[Task statement]: Your task is to reproduce exactly the lines from the line with "Each instance of the bicycle front" through the end of the records below.

:: Given entries

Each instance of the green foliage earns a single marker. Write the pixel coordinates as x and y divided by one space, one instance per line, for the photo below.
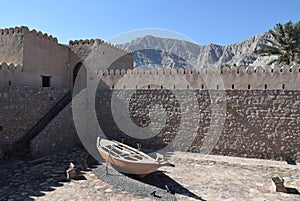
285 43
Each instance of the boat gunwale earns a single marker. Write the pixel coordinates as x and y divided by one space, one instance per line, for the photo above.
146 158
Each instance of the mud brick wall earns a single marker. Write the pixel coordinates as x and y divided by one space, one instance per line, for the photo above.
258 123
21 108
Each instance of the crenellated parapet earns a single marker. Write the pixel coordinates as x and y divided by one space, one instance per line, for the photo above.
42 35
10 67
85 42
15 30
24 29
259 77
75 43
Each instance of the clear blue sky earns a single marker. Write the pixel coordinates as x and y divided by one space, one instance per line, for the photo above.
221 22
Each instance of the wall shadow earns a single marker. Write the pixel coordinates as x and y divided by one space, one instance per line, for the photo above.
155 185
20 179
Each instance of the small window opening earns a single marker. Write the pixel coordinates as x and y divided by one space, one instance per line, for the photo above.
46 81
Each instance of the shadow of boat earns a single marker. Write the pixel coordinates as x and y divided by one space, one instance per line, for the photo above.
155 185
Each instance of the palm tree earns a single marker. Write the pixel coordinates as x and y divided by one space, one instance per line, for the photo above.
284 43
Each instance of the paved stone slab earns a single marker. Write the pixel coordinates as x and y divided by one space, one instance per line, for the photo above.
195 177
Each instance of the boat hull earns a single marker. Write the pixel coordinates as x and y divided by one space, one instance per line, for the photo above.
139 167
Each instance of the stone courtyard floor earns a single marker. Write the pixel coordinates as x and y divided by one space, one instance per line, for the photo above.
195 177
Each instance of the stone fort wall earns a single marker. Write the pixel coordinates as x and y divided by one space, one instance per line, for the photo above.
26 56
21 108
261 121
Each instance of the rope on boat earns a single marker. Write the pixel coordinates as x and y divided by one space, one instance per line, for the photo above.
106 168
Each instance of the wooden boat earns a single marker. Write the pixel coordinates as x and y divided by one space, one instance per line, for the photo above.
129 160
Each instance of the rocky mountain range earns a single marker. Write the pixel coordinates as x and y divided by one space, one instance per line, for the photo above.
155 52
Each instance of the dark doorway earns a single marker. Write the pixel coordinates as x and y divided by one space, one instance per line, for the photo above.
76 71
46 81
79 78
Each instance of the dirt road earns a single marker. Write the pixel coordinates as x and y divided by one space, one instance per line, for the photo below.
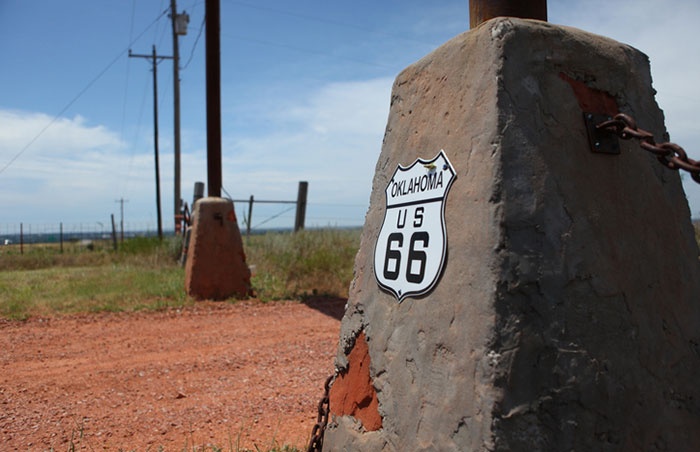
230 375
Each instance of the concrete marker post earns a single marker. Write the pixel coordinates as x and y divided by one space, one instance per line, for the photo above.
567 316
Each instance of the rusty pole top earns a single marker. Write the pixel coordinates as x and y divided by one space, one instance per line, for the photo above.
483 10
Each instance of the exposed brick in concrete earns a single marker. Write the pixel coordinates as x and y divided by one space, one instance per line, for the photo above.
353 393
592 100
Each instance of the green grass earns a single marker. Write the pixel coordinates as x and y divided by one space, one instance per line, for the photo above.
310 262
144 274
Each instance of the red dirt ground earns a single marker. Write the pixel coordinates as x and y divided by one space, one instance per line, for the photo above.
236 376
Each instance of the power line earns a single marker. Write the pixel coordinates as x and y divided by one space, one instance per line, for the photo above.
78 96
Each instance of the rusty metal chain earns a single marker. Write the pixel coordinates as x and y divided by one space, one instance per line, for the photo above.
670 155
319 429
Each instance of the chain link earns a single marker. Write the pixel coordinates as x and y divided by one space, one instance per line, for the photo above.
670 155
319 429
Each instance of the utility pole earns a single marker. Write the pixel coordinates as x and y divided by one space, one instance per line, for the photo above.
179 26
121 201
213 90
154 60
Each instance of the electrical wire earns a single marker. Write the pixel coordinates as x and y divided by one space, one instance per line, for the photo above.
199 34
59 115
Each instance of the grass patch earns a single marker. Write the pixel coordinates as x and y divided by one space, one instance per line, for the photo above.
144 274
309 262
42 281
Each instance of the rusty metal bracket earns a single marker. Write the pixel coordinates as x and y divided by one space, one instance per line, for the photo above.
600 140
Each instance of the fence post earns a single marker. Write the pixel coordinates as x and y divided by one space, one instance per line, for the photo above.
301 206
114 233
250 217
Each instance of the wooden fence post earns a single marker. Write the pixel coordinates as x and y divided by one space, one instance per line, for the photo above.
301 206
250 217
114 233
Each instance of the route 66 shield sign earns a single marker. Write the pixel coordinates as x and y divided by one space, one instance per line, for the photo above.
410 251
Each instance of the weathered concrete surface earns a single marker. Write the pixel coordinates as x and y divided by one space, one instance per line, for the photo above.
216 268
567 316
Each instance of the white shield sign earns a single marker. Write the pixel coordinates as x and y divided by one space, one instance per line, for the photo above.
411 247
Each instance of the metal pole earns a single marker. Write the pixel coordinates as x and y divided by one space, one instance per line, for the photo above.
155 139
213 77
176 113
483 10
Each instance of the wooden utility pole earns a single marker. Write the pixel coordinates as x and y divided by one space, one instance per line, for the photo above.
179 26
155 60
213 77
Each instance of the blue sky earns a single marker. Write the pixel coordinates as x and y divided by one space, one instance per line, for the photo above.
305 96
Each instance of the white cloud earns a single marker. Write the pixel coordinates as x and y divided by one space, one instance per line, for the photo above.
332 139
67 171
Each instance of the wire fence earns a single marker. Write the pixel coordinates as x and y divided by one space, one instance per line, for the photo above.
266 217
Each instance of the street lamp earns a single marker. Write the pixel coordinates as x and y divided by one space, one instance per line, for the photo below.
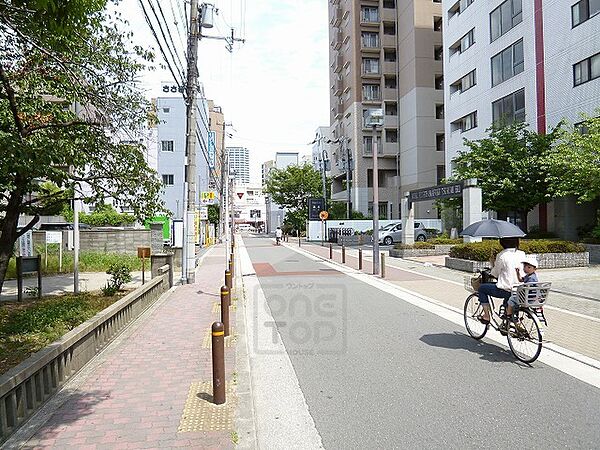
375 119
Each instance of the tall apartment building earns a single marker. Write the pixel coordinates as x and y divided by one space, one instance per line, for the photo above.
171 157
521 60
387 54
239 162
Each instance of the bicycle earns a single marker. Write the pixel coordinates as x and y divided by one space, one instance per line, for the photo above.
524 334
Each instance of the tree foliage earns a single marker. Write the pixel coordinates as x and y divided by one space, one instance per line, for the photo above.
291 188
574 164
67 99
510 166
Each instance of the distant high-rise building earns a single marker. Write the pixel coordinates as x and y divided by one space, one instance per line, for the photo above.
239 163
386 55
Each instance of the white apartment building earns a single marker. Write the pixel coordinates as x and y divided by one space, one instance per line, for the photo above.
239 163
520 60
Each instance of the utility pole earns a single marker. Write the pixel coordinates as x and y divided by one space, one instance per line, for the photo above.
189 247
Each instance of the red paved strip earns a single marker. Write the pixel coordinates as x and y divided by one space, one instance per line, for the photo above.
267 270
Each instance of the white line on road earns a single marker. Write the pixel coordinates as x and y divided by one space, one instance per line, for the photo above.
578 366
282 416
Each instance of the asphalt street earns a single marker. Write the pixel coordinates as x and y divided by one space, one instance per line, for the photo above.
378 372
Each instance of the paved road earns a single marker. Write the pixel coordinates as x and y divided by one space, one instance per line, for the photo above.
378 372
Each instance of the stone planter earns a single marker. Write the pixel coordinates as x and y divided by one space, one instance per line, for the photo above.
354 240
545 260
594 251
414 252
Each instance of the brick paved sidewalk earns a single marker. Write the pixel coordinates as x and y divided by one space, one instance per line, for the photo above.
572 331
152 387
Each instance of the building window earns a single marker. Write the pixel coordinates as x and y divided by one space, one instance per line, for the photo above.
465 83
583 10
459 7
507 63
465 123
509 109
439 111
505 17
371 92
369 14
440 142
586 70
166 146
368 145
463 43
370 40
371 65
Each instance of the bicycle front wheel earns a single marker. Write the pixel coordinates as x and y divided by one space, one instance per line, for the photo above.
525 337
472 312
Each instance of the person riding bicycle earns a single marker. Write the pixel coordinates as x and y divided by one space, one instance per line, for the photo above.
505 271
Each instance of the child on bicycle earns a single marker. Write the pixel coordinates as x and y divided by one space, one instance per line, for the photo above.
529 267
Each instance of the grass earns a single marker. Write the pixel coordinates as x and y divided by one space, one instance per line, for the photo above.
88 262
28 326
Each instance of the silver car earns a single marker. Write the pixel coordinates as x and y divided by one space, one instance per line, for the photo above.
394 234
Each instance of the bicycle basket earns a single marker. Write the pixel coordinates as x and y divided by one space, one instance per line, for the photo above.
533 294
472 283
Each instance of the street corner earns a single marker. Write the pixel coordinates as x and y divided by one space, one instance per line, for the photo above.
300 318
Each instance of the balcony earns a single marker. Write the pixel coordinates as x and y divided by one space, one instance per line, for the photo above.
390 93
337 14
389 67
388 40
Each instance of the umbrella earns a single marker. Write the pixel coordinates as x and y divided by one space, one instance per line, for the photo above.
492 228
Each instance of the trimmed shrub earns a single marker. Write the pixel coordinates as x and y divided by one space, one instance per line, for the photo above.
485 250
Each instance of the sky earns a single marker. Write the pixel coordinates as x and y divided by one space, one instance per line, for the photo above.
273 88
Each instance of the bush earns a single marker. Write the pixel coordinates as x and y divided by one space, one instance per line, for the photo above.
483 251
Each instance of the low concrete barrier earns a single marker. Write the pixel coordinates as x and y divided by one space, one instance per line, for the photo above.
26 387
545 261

::::

[Final result]:
Each instance of the bicycle front wheel earns a single marker. Write the pixel coordinates as x and y divided by one space, one instance per line, for the photo above.
525 337
472 312
Each instance of the person riding bicycle earns a single marker. Write the pixel coordinates as x and y divided by one space, one instance per line, for the photo above.
505 271
Each instance of the child on bicycle earns a single marker. Write the pixel coordinates as x and y divided by one space, one instance per line, for the photo above.
529 267
Each instance of the grass earns a single marker. Write the pixel coordinates as x and y divided by one space, one instance per line, for the photo above.
88 262
28 326
Each instance of the silver car earns a single marker. Write the pixel coordinates as x and y divided by one space, one instance per line, for the photo above.
394 234
Each instance of the bicycle basket earns a single marker. Write the pixel coordinates as x and y divided by one space, one instance per line, for the photo above.
533 294
472 283
Each instance of the street corner earns a single marker. Write the pixel coordinates as x and y divided by one space, one instance per line, for the photo above.
300 318
Each instance of the balcony earns a single marker. Write the pixel coordinates as x and y divided by one space, one instance per line, for the photo above.
390 93
337 14
389 67
388 40
Each instance of the umbrella earns a single marker. Write the pixel coordinates as x and y divided by one space, one instance per line, for the photo above.
492 228
Each instance of the trimmed shrub earns a single marker. Write the pixel coordinates as x and y divided by one space, one instance per line, for the photo above.
485 250
Each instance of the sky earns a single marker. Write the pixel coordinates as x and y divided by one space, one instance per line, for the photo above.
273 88
Each instance of the bush earns a single marker. Write the pixel coordinates as x and y divided by one space, one instance per line, for the photo above.
483 251
Each instance of the low concrete barrier earns a single marker. Write the pixel coordinates as x and y divided by one space, one instance per line, for the photo above.
26 387
545 261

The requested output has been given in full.